The father of modern bronze and copper art in China, Zhu Bingren (朱炳仁), is a visionary who changed “traditional” views of art in China forever. He was born in Shandong Province in 1944, and copper meant more than art for his family; it was a livelihood. His great grandfather started a bronze and copper workshop and passed his knowledge onto his son, making Zhu a fourth generation craftsman. With his already masterful knowledge of the processes involved, he went on to study architectural design, landscaping, and metallurgy—all to create a new form of Chinese art.
The Last Supper—Like! 2014
He crafts his works into awe-inspiring, sophisticated sculptures, from animals to buildings and flowers. His genre defining work has not gone unnoticed; China’s premier bronze art museum in Hangzhou bears his name, the Zhu Bingren Bronze Art Museum.
In Beijing’s famous 798 Art District, visitors can find an art center featuring most of his more well-known and frankly stunning works. Just passing by, you will notice a terracotta army warrior right next to a giant sculpture of horse. Normally, such pieces—given their sheer size and scale—lack grace and attention to detail, often viewed more as architectural oddities, but this could never be said of Zhu Bingren’s works. Upon closer inspection, the lines of metal dance through to shape a firm, streamlined silhouette. Each line is unique in its own way, giving the metal a spacious and spirited feel.

### Problem
Please reproduce the Zhu Bingren article word for word from "The Last Supper—Like!" to "and spirited feel.".

### Record list
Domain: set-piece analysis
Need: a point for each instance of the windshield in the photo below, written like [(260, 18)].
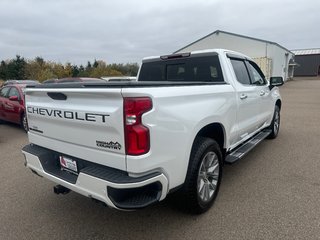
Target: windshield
[(191, 69)]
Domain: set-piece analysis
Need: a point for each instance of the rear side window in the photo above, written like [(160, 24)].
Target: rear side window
[(241, 71), (192, 69), (4, 92), (13, 92), (257, 75)]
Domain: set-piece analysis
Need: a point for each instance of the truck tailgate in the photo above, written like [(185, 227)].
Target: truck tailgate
[(84, 123)]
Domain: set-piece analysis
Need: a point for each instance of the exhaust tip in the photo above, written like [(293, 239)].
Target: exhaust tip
[(58, 189)]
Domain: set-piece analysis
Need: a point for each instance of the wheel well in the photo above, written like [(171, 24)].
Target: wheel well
[(214, 131), (278, 103)]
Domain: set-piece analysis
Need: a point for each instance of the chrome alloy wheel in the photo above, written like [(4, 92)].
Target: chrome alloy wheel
[(208, 177), (276, 123)]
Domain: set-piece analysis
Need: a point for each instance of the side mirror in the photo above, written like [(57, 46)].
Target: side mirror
[(14, 98), (276, 81)]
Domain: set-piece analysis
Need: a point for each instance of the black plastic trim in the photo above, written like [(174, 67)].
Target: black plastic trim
[(135, 198), (50, 162), (129, 84)]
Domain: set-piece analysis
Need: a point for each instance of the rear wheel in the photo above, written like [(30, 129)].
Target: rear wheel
[(275, 124), (24, 122), (203, 177)]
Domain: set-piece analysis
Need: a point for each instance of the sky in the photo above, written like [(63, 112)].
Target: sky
[(125, 31)]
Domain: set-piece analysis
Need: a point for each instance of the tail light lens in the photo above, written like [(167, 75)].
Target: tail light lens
[(137, 135)]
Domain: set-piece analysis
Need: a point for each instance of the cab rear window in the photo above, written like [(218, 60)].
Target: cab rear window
[(191, 69)]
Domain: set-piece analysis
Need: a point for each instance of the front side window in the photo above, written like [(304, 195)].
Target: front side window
[(241, 71), (13, 92)]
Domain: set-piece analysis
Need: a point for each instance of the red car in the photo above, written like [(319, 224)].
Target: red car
[(12, 108)]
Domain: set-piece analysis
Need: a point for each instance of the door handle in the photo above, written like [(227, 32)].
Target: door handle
[(243, 96)]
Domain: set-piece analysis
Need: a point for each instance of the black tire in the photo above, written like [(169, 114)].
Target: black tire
[(193, 197), (24, 122), (275, 124)]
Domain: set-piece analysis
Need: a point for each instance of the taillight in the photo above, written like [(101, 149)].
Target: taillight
[(137, 135)]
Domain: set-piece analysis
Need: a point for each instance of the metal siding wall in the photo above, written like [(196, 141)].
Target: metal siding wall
[(309, 65)]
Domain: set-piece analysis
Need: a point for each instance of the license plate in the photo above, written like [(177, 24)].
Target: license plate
[(68, 164)]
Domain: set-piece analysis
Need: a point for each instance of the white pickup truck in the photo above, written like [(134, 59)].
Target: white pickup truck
[(130, 144)]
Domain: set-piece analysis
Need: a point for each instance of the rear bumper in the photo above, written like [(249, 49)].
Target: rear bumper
[(111, 186)]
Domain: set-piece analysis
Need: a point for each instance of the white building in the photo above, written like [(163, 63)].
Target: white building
[(273, 59)]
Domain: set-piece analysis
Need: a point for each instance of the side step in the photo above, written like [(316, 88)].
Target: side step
[(241, 151)]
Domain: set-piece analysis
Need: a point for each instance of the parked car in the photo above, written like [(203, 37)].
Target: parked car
[(12, 105), (10, 82), (129, 145)]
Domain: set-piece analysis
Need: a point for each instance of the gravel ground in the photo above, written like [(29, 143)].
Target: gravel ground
[(273, 193)]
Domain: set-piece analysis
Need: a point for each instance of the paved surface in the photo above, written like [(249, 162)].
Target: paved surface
[(274, 193)]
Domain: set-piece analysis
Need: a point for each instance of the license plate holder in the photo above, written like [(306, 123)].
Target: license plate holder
[(68, 164)]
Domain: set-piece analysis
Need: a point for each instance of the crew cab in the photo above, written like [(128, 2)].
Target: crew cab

### Final result
The Last Supper—Like! 2014
He crafts his works into awe-inspiring, sophisticated sculptures, from animals to buildings and flowers. His genre defining work has not gone unnoticed; China’s premier bronze art museum in Hangzhou bears his name, the Zhu Bingren Bronze Art Museum.
In Beijing’s famous 798 Art District, visitors can find an art center featuring most of his more well-known and frankly stunning works. Just passing by, you will notice a terracotta army warrior right next to a giant sculpture of horse. Normally, such pieces—given their sheer size and scale—lack grace and attention to detail, often viewed more as architectural oddities, but this could never be said of Zhu Bingren’s works. Upon closer inspection, the lines of metal dance through to shape a firm, streamlined silhouette. Each line is unique in its own way, giving the metal a spacious and spirited feel.